THE PROBLEM –
Return the records below exactly, leaving nothing out.

──────────

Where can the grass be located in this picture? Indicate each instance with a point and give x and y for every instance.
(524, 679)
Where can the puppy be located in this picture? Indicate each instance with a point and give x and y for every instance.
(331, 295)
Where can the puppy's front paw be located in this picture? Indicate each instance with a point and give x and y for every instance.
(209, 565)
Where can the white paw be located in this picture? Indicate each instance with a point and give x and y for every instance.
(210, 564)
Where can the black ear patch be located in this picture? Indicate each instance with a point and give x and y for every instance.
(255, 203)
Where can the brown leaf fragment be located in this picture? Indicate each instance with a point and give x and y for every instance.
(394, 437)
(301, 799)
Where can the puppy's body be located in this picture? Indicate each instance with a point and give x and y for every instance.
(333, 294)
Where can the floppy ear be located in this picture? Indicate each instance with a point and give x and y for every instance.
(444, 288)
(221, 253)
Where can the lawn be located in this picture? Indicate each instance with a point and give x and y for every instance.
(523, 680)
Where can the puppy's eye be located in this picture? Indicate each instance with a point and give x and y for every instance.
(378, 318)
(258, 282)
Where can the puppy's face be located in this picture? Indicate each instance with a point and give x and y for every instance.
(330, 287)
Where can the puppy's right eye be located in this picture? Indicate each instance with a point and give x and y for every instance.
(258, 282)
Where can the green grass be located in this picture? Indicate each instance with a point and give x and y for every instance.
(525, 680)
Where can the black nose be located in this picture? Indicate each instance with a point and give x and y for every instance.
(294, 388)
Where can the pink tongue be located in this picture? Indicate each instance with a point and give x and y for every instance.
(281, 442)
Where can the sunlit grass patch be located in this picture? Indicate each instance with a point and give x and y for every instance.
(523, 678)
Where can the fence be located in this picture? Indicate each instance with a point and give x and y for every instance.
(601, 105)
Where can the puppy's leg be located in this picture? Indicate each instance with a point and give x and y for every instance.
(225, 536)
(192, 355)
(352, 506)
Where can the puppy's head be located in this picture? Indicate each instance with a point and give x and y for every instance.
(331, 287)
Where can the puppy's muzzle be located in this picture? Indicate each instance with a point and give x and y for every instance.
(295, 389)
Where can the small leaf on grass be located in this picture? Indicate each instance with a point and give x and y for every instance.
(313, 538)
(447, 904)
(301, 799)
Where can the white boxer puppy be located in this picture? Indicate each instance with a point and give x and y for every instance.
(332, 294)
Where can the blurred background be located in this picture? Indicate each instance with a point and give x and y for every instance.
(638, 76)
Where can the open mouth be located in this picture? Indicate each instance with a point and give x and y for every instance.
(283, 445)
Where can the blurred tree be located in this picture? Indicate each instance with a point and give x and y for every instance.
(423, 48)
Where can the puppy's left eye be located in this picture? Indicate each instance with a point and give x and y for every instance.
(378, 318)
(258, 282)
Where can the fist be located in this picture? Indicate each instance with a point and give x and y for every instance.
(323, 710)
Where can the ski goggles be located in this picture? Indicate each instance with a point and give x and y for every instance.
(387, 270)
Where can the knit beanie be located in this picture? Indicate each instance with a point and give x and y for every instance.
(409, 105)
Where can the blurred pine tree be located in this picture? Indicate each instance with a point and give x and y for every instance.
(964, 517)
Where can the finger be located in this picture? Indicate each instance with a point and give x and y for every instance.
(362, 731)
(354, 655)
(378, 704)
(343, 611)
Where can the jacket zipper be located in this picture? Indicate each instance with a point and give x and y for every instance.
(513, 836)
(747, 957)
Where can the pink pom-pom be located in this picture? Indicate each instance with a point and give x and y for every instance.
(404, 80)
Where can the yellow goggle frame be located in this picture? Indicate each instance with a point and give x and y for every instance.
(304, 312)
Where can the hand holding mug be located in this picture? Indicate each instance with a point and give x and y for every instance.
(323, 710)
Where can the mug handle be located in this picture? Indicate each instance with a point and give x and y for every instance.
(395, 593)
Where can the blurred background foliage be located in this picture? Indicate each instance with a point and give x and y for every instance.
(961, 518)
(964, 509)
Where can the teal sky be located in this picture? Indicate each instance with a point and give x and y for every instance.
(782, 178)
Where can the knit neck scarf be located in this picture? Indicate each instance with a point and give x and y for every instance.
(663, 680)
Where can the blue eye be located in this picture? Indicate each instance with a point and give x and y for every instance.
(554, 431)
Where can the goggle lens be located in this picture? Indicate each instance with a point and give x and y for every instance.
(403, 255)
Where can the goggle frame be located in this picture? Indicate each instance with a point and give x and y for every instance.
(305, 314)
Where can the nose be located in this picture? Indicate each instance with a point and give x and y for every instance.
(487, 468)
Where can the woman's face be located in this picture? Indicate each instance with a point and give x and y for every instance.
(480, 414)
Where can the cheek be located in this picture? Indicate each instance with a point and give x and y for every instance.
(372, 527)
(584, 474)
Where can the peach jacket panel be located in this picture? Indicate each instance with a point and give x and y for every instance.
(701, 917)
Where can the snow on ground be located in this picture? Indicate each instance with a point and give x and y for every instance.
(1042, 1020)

──────────

OUTPUT OF THE EXERCISE –
Where can the grass be located in this picture? Indicate each instance with a point and give x and y for every instance.
(524, 679)
Where can the puppy be located in this picture? Indicate each instance with a point and give x and y for every instance.
(331, 295)
Where can the puppy's front paw be located in this picture? Indicate each instance with a point and give x and y for every instance.
(209, 565)
Where can the white paw be located in this picture? Indicate each instance with a point and give x and y for every instance.
(210, 564)
Where can the black ear patch be located in this picture? Indicate each instance with a point and give x and y for every instance.
(255, 203)
Where can the brown leaf fragment be located in this picture? Indicate each instance with a point and give x and y for every instance.
(394, 437)
(301, 799)
Where can the puppy's body be located in this picture? Indicate each instance with a point and give x and y for every instance.
(333, 294)
Where can the floppy ear be located in this picture? Indicate each instance with a point and give x and y for every instance.
(444, 288)
(221, 253)
Where can the lawn be located in this picture? Indicate each instance with a point and give x and y for every instance.
(523, 680)
Where can the puppy's eye be located in this picture? Indicate each instance with a point and give x and y for every instance.
(378, 318)
(258, 282)
Where can the puppy's face be located in this picture? Indicate each instance with a point and give x and y for every instance.
(330, 287)
Where can the puppy's right eye be located in this picture? Indicate each instance with a point and give x and y for every instance.
(258, 282)
Where can the green grass be located in this picture? Indicate each instance with a point and give x and y for every instance.
(525, 680)
Where can the black nose be located in this picture? Indicate each instance with a point and give x and y for every instance.
(294, 388)
Where can the pink tongue be located in this picture? Indicate each instance with a point and give x and y for every instance.
(281, 442)
Where can the sunlit grass patch be located in this picture? Indicate each instance with a point and give x and y for every instance.
(523, 678)
Where can the fence be located in this picture? Indicate each instance with a point and give x and y for every instance.
(601, 105)
Where can the puppy's leg be located in this picture? Indicate each instance with a point and give x and y for every instance.
(225, 536)
(192, 355)
(352, 506)
Where can the puppy's head be located in this picture? Indicate each instance with a point and give x and y for every instance.
(331, 287)
Where can the puppy's muzzle be located in this picture? Indicate each instance with a point and give x and y for every instance.
(295, 389)
Where can the small leaf on grass be located in this picture? Indicate each instance with a point and give x and y for every instance.
(313, 538)
(447, 904)
(301, 799)
Where can the white boxer puppy be located in this picture? Indicate each instance with a point and give x and y for every instance.
(332, 294)
Where can the blurred background be located in this picture? Indicate each instance with a point and give x and y for every instance.
(638, 76)
Where can the open mouth be located in this picture? Indicate each instance with a point and give x and y for every instance.
(283, 445)
Where can the blurred tree be located in this picture? Indicate each instance with a point and give x and y for every instance.
(423, 48)
Where can the puppy's left eye be located in this picture? Indicate each instance with a point and give x and y for every instance.
(378, 318)
(258, 282)
Where can the fist be located in this picture? Indicate each instance with a point and give x and y for every instance.
(323, 710)
Where can the ski goggles be located in this picture? Indicate each instance with a point and give x and y for every instance.
(387, 270)
Where can the knit beanie be located in this picture? Indicate each instance with a point and give x and y for every instance.
(409, 105)
Where can the blurred pine tree be located in this picture? Indicate each instance with a point and give x and y for every instance.
(964, 517)
Where can the finger be located in this picture? Indicate each instance with a point and give x and y for every instance.
(362, 731)
(354, 655)
(378, 704)
(343, 611)
Where can the jacket zipper be located in this picture? Indicate each instance with a point and give x and y for every instance.
(513, 836)
(747, 957)
Where can the pink pom-pom be located in this picture? Indicate each instance with a point and give x and y for every instance.
(404, 80)
Where can the yellow goggle frame be located in this picture? Indicate each instance with a point and give x and y for every instance.
(304, 312)
Where can the hand holding mug be located in this picture? Indicate each instance with a point and give x and y for every instance.
(323, 710)
Where can the mug handle be located in this picture? Indicate each instance with a point and give x and y for every instance.
(395, 593)
Where can the blurred background foliage be located in this picture? Indicate each instance with a point and give x and y for every instance.
(961, 518)
(964, 509)
Where can the teal sky be located in this picture? Indicate each instance with a point and give x and y for every instance.
(782, 178)
Where can the knit neck scarf be located in this picture? Indicate each instance with a point and give x and y for every instance.
(663, 680)
Where can the blue eye be located in this picture? Indicate each instance with a point and give x and y for every instance.
(554, 431)
Where can the goggle lens be located in this picture? Indicate each instance with a point and give x and y for every instance.
(403, 255)
Where can the goggle frame be located in this picture? Indicate each instance with a point and give x and y for every instance.
(305, 314)
Where can the nose be located in this picture? Indicate each instance with a point and give x and y for every instance.
(487, 468)
Where can the woman's face be located in this picture? Indicate each instance with a point and give x and y for every instance.
(480, 414)
Where can the cheek be located in this picture? Indicate each instance with a point and give x and y for every instance.
(372, 527)
(584, 474)
Where can the peach jacket panel be located in this picture? Indicate each instance with a point and give x and y for every instance.
(701, 917)
Where can the snow on ground be located in this picture? Indicate each instance with a point and give x and y for every instance.
(1042, 1020)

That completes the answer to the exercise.